Stated goal
Convert every line of the material below into a numbered list, and leave out any blank lines.

──────── Listed entries ────────

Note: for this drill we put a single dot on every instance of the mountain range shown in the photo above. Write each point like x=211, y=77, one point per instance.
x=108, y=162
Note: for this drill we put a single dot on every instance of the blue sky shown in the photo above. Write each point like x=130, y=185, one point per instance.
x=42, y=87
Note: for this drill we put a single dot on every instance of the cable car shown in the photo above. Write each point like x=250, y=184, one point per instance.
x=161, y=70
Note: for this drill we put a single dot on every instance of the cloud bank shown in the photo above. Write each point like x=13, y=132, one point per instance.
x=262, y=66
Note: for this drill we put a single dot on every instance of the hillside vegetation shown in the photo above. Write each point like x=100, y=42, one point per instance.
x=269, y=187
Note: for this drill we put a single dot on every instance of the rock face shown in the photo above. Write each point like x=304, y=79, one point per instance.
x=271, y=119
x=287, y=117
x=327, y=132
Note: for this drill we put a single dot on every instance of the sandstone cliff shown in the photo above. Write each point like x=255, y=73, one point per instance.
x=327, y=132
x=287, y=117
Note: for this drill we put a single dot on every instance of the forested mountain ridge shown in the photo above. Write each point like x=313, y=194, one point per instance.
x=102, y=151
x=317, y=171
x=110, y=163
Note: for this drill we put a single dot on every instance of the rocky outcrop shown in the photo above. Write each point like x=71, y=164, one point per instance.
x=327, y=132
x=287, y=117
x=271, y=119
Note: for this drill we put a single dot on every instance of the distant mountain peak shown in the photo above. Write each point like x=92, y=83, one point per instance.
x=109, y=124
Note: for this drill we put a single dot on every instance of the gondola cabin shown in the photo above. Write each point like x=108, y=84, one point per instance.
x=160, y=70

────────

Response
1. Note: for this drill we put a single dot on every instance of the mountain range shown in the photo above. Write each point like x=211, y=77, one point per instance.
2. x=108, y=162
3. Note: for this drill we put a single dot on every instance of the blue sky shown in the photo above. Write each point like x=130, y=185, one point per instance.
4. x=42, y=87
5. Note: for this drill we put a single dot on every instance of the cable car shown in the photo above. Write each point like x=250, y=184, one point per instance.
6. x=161, y=70
7. Note: for this drill we put a single dot on every instance of the cloud bank shown in the photo above. Write each point like x=13, y=132, one point per instance.
8. x=262, y=66
9. Note: for this drill we put a single dot on every instance of the hillside vegetation shown in the photo above. Write each point like x=100, y=42, one point per instance.
10. x=269, y=187
11. Note: for this drill we put a single dot on every instance of the rock face shown in the photo above. Write each point like x=304, y=79, one point per instance.
12. x=271, y=119
13. x=287, y=117
14. x=327, y=132
15. Note: for this drill we put a single dot on every instance of the sandstone cliff shown in the photo above. Write each point like x=255, y=73, one point per instance.
16. x=327, y=132
17. x=287, y=117
18. Note: for this drill we put a single dot on every instance of the forested mountain ridge shown in the photo above. Write each point like x=313, y=194, one point per instance.
19. x=102, y=151
20. x=317, y=171
21. x=110, y=163
22. Note: for this drill we put a single dot on every instance of the rocky outcrop shown in the photo above. Write each point like x=71, y=164, one point per instance.
23. x=327, y=132
24. x=287, y=117
25. x=271, y=119
26. Note: for this drill we put a single dot on every instance of the distant mountain peak shown in the photo above. Write each point like x=92, y=83, one point per instance.
27. x=109, y=124
28. Note: for this drill we put a single dot on every instance of the gondola cabin shown in the photo above. Write each point like x=108, y=84, one point per instance.
29. x=160, y=70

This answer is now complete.